» The problem: Give back the data below exactly, with every line kept the same.
BEGIN Extracted records
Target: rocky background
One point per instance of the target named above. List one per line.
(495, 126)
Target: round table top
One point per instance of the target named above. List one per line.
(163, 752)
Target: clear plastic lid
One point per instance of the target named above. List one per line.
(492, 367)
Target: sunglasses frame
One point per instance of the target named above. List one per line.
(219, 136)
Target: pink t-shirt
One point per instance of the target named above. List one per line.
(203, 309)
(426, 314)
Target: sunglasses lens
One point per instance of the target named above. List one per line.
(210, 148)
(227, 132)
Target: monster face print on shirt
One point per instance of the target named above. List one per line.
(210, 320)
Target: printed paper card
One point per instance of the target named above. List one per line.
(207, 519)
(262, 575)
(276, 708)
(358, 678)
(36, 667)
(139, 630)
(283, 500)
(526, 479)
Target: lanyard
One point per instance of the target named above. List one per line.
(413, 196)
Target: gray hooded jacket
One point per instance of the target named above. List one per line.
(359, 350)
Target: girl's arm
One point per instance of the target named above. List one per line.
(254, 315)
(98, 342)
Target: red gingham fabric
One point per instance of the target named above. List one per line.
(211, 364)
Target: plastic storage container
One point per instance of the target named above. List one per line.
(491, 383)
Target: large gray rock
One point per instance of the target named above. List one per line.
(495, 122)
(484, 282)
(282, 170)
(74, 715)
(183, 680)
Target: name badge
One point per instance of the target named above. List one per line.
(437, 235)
END Extracted records
» Answer for the task:
Target: rocky background
One point per instance of the target named above. List one per line.
(495, 126)
Target: round table top
One point per instance of the target named above. List one per line.
(163, 752)
Target: clear plastic lid
One point per instance of the target named above. List one per line.
(492, 367)
Target: sunglasses frame
One point per instance of the target named above. List one per line.
(219, 136)
Target: pink t-shirt
One point per instance of the target named above. List one per line.
(203, 309)
(426, 314)
Target: sunglasses lens
One point per instance of the target named above. List one per line.
(210, 148)
(227, 132)
Target: monster face print on shirt
One point per instance of the target named above. List one per line.
(210, 320)
Target: printed paper card
One point per instance of the target named above. List one per line.
(207, 519)
(262, 575)
(276, 708)
(358, 678)
(36, 667)
(139, 630)
(283, 500)
(526, 479)
Target: lanyard
One point per instance of the target named above. List one per line.
(413, 196)
Target: gray hooded jacket
One point per instance of the target named above. List one per line.
(359, 350)
Target: girl's arm
One point per instance of the target named above. List one per line.
(254, 315)
(98, 342)
Target: red gingham fabric
One point per instance of the target named above. List one per line.
(211, 364)
Target: plastic storage container
One point per instance of the target named above. List one per line.
(491, 383)
Target: large gray rock
One point per instance of the target named above. List one per line.
(495, 122)
(484, 282)
(282, 170)
(74, 715)
(183, 680)
Target: name badge
One point per instance of the target named above. List one per line.
(437, 235)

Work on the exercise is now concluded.